:: Task requirements ::
Write out exactly the lines of the entries below, from the first through the line containing "Can you find the muffin cup", and nothing beyond them.

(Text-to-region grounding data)
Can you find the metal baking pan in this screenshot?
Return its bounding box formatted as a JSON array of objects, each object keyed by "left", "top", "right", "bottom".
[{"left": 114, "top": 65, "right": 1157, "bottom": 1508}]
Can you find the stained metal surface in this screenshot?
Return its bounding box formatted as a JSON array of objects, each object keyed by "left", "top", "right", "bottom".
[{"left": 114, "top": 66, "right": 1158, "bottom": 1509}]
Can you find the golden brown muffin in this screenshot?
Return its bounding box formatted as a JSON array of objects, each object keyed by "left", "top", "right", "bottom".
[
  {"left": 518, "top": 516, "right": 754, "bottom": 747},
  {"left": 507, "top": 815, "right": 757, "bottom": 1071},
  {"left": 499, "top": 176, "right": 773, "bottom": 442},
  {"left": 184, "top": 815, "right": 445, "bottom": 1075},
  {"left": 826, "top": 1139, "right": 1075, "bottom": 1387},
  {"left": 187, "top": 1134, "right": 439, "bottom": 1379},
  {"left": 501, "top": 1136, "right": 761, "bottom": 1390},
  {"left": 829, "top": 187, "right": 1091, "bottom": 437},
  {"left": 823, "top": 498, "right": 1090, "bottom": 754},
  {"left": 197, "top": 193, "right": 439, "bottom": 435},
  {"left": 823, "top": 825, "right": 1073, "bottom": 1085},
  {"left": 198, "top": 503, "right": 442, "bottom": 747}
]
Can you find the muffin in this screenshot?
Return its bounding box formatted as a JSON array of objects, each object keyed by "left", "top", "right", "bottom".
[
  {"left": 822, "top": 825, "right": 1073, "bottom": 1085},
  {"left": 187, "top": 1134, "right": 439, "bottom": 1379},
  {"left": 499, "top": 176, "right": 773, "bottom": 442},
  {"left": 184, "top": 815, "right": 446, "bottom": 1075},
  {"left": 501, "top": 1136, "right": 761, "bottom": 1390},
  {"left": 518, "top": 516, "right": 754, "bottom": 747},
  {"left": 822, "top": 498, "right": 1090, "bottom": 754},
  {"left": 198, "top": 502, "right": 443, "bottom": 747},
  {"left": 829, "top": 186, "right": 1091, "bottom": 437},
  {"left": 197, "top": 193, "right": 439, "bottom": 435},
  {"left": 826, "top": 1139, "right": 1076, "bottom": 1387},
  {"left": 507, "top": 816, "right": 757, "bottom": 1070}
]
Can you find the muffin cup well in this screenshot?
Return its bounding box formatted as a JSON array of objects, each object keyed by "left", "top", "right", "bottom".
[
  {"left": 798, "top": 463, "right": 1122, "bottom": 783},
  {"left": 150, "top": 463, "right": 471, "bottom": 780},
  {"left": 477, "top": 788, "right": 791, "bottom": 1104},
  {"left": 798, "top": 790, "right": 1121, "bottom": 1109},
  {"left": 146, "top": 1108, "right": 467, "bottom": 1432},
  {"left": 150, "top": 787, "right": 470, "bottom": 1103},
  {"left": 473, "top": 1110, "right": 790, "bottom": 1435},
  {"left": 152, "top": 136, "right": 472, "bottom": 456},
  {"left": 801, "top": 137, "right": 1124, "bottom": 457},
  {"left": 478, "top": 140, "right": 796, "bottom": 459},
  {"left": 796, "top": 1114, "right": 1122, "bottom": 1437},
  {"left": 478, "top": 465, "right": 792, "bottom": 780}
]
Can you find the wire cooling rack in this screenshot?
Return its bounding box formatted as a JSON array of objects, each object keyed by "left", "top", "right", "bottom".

:: Solution to this problem ::
Can you find the metal baking pan in this screenshot?
Return its bounding box formatted as a JSON array of objects, each object keyed by "left", "top", "right", "bottom".
[{"left": 114, "top": 65, "right": 1157, "bottom": 1508}]
Can you find the stained metal surface in this screenshot?
Return its bounding box formatted as a JSON array of objects, each object keyed by "left", "top", "right", "bottom".
[{"left": 114, "top": 66, "right": 1158, "bottom": 1509}]
Can you find the golden brown muffin in this screenshot?
Return its bounding box formatted as a JSON array of objects, each object keyed by "left", "top", "right", "bottom".
[
  {"left": 518, "top": 516, "right": 754, "bottom": 747},
  {"left": 507, "top": 815, "right": 757, "bottom": 1071},
  {"left": 499, "top": 176, "right": 773, "bottom": 442},
  {"left": 184, "top": 815, "right": 445, "bottom": 1075},
  {"left": 826, "top": 1139, "right": 1075, "bottom": 1387},
  {"left": 187, "top": 1134, "right": 439, "bottom": 1379},
  {"left": 501, "top": 1136, "right": 761, "bottom": 1390},
  {"left": 829, "top": 187, "right": 1091, "bottom": 437},
  {"left": 823, "top": 498, "right": 1090, "bottom": 754},
  {"left": 197, "top": 193, "right": 439, "bottom": 435},
  {"left": 823, "top": 825, "right": 1073, "bottom": 1085},
  {"left": 198, "top": 503, "right": 442, "bottom": 747}
]
Can you find the muffin in this screenshot?
Return its bounding box formatted as a JSON array of objects, each object keyed by "left", "top", "right", "bottom".
[
  {"left": 822, "top": 825, "right": 1073, "bottom": 1085},
  {"left": 187, "top": 1134, "right": 439, "bottom": 1379},
  {"left": 499, "top": 176, "right": 773, "bottom": 442},
  {"left": 184, "top": 815, "right": 446, "bottom": 1075},
  {"left": 501, "top": 1136, "right": 761, "bottom": 1390},
  {"left": 518, "top": 516, "right": 754, "bottom": 747},
  {"left": 822, "top": 498, "right": 1090, "bottom": 754},
  {"left": 198, "top": 502, "right": 443, "bottom": 747},
  {"left": 829, "top": 186, "right": 1091, "bottom": 437},
  {"left": 197, "top": 193, "right": 439, "bottom": 435},
  {"left": 826, "top": 1139, "right": 1076, "bottom": 1387},
  {"left": 507, "top": 816, "right": 757, "bottom": 1070}
]
Can you find the muffin cup well in this screenshot?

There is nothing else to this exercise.